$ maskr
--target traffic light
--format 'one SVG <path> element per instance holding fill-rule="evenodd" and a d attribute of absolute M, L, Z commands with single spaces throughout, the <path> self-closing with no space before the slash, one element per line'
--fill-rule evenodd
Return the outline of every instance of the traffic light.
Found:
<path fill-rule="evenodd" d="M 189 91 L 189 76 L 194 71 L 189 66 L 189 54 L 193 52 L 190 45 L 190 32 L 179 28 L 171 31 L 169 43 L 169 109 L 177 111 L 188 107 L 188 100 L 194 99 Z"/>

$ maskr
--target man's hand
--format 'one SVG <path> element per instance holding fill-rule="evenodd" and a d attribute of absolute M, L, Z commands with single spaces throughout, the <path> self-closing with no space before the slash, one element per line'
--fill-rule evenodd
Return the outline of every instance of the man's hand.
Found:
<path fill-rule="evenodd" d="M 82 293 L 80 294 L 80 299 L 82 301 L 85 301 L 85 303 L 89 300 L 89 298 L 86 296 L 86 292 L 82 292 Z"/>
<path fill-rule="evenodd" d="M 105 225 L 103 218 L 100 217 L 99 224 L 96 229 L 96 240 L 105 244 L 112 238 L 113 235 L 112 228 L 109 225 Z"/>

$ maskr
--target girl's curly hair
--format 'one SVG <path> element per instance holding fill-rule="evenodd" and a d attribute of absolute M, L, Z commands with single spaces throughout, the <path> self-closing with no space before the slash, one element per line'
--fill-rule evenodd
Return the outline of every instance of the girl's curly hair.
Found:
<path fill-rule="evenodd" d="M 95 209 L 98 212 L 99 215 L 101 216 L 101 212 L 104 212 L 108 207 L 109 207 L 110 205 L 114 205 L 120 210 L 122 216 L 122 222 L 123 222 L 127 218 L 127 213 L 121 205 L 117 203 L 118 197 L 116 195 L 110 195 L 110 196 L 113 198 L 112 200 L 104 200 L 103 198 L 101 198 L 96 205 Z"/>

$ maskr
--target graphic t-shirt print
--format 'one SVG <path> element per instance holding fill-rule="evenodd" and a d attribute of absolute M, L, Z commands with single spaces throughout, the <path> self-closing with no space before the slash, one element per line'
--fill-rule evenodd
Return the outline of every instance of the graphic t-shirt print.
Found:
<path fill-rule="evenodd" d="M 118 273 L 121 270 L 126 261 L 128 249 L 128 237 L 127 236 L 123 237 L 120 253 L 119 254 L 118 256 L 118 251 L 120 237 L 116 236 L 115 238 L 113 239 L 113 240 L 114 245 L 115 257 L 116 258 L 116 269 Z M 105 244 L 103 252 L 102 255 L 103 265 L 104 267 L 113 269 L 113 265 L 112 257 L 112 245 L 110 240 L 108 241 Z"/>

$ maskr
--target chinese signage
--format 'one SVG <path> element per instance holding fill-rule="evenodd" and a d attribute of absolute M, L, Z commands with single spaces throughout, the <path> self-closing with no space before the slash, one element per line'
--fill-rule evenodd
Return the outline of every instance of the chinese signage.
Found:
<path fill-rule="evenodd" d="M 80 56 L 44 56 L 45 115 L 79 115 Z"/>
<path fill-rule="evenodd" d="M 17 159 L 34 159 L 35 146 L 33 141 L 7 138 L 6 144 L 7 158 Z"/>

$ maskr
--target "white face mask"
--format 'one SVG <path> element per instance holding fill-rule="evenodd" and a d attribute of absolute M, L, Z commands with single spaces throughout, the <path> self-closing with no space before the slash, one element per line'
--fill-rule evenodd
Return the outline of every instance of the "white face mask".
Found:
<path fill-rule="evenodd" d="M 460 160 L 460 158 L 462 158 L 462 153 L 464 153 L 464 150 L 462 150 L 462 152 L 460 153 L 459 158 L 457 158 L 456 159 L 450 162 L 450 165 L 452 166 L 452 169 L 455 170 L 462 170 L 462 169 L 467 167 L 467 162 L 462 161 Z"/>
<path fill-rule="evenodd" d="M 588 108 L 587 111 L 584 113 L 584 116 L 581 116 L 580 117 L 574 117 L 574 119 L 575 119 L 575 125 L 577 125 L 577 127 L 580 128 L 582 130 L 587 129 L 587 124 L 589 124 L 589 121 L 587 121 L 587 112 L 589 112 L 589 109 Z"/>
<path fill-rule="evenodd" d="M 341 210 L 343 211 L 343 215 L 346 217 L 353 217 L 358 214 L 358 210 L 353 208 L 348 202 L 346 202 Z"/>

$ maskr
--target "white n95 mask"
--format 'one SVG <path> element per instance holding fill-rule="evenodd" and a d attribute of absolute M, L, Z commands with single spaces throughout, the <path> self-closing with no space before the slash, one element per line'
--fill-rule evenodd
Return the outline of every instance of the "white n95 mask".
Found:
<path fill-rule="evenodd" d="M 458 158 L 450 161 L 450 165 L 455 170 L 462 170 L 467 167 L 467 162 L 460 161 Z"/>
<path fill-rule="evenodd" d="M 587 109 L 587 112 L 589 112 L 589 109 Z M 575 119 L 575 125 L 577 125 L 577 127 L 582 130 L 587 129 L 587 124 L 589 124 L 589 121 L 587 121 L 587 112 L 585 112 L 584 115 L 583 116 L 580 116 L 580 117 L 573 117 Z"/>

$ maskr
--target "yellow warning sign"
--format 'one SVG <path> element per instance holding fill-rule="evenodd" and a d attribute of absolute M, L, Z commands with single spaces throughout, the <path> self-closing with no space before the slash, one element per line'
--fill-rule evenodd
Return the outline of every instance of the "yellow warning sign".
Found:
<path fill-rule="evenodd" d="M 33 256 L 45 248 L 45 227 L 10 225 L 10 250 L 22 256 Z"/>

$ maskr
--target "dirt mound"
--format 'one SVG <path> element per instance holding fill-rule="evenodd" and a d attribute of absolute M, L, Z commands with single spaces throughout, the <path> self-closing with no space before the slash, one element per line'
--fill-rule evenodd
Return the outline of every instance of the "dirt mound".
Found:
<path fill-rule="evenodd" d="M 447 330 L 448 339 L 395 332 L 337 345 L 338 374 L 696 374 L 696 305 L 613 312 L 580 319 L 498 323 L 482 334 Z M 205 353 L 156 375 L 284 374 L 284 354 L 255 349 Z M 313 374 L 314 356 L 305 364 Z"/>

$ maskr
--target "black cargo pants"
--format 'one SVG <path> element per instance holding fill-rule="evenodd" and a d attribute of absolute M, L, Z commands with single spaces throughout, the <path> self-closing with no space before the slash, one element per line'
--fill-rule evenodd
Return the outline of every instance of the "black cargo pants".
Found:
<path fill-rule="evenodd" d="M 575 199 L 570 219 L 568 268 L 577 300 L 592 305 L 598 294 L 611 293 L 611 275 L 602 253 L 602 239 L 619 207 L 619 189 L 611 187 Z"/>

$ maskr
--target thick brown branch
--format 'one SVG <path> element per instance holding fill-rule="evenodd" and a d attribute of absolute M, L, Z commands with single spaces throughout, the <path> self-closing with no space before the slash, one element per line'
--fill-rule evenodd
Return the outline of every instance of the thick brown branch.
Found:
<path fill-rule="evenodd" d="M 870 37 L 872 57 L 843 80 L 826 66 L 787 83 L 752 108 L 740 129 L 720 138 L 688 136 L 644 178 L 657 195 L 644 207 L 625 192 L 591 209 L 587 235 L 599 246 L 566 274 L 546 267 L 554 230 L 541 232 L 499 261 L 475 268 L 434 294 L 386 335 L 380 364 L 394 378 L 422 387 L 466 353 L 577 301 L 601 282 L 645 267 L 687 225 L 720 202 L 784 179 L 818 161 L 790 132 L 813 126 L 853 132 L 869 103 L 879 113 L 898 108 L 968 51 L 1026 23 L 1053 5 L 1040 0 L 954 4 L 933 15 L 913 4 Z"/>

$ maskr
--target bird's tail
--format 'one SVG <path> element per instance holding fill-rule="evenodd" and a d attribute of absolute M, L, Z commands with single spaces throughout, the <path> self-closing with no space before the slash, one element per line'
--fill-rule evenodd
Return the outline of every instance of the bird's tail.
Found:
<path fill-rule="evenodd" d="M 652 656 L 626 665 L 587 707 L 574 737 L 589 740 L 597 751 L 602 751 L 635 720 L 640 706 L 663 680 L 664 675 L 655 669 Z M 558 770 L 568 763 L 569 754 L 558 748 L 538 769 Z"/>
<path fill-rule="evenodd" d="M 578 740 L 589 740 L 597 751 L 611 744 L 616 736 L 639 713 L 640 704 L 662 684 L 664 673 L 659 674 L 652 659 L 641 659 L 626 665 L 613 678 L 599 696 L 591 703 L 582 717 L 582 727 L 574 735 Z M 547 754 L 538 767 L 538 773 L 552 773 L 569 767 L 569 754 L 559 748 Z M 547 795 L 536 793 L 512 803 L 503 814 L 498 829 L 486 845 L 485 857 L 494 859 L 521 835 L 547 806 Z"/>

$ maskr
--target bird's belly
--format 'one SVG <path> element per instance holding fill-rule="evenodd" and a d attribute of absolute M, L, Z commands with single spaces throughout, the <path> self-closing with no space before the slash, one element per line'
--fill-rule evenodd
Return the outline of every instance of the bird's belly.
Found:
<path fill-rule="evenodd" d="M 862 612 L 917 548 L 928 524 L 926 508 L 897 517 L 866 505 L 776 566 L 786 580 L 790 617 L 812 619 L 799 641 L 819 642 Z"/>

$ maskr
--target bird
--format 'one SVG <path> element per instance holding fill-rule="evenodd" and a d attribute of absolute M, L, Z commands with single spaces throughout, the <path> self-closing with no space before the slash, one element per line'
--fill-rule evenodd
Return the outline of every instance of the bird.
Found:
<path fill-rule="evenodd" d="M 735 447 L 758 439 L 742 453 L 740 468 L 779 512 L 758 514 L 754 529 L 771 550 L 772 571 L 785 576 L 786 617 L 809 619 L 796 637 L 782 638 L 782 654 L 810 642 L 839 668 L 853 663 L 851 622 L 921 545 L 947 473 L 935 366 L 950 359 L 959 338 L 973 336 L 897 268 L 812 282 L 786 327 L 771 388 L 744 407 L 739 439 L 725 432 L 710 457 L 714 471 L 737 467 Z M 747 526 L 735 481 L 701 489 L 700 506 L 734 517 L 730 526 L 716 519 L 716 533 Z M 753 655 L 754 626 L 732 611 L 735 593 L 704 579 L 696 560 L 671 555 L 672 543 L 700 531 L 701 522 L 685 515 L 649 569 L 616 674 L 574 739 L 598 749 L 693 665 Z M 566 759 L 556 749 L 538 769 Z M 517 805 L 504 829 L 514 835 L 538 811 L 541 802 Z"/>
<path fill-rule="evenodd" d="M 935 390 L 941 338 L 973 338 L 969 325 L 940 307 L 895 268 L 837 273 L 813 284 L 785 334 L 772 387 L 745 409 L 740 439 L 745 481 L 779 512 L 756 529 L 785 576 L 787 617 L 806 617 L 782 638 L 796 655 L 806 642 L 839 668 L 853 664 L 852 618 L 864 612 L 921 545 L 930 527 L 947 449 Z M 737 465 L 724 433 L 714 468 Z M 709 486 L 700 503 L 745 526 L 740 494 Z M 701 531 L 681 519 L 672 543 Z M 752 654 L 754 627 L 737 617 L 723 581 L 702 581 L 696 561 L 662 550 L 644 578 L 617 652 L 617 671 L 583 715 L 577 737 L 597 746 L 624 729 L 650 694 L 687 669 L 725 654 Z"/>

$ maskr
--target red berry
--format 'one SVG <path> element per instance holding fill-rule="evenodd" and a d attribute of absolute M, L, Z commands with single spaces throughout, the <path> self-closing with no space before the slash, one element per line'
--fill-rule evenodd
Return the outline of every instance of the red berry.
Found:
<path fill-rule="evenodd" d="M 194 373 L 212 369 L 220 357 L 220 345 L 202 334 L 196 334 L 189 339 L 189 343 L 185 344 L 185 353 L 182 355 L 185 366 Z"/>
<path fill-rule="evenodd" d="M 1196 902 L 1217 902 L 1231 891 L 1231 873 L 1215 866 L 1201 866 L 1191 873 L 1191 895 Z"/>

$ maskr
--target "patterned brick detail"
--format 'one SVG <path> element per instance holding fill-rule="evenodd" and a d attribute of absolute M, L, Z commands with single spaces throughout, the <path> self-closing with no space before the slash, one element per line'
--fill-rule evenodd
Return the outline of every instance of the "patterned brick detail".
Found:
───
__Problem__:
Rewrite the items from their beginning through the line containing "189 91 L 189", copying every line and changing only the outline coordinates in the answers: multiply each by 0.9 and round to a whole number, rounding halves up.

__Exercise solution__:
$ maskr
--target traffic light
--format 'one SVG <path> element per instance holding fill-rule="evenodd" and a d attribute of absolute M, L, Z commands with single spaces throughout, the <path> self-closing with no space before the slash, one element per line'
--fill-rule evenodd
Return the outline of every instance of the traffic light.
Found:
<path fill-rule="evenodd" d="M 170 82 L 170 68 L 175 64 L 170 59 L 170 49 L 174 47 L 171 41 L 171 29 L 161 25 L 154 28 L 152 39 L 152 98 L 159 100 L 169 96 L 169 90 L 175 89 Z"/>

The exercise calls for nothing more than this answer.